● Task description:
Identify each line in the data below that contains the word "antenna", and reproduce every such line in full.

┌─ Records for this exercise

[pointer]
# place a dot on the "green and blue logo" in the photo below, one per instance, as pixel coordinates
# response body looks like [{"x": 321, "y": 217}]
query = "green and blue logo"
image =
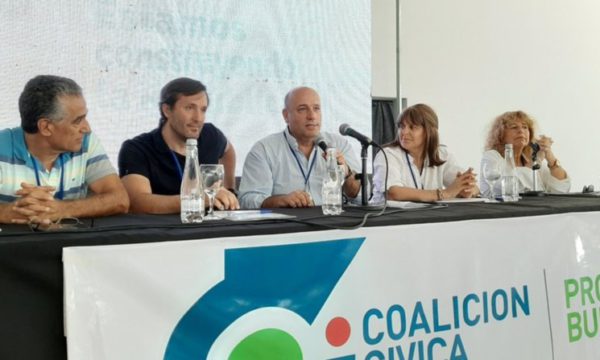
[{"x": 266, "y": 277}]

└─
┌─ Records for this exercise

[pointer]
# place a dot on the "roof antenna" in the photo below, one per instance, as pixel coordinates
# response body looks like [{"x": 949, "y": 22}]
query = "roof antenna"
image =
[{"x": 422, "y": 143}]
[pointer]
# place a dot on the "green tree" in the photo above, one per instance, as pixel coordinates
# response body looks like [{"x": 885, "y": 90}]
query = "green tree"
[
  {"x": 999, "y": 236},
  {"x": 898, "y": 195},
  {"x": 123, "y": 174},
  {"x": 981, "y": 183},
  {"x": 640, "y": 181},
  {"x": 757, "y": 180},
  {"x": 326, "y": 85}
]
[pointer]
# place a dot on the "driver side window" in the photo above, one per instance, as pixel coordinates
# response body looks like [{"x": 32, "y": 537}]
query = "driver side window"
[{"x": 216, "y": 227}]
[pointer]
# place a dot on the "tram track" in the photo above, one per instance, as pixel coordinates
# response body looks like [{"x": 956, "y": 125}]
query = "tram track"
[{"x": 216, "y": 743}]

└─

● Task response:
# place a dot on the "roof antenna" in the photo below, one per instance, as pixel coordinates
query = "roof antenna"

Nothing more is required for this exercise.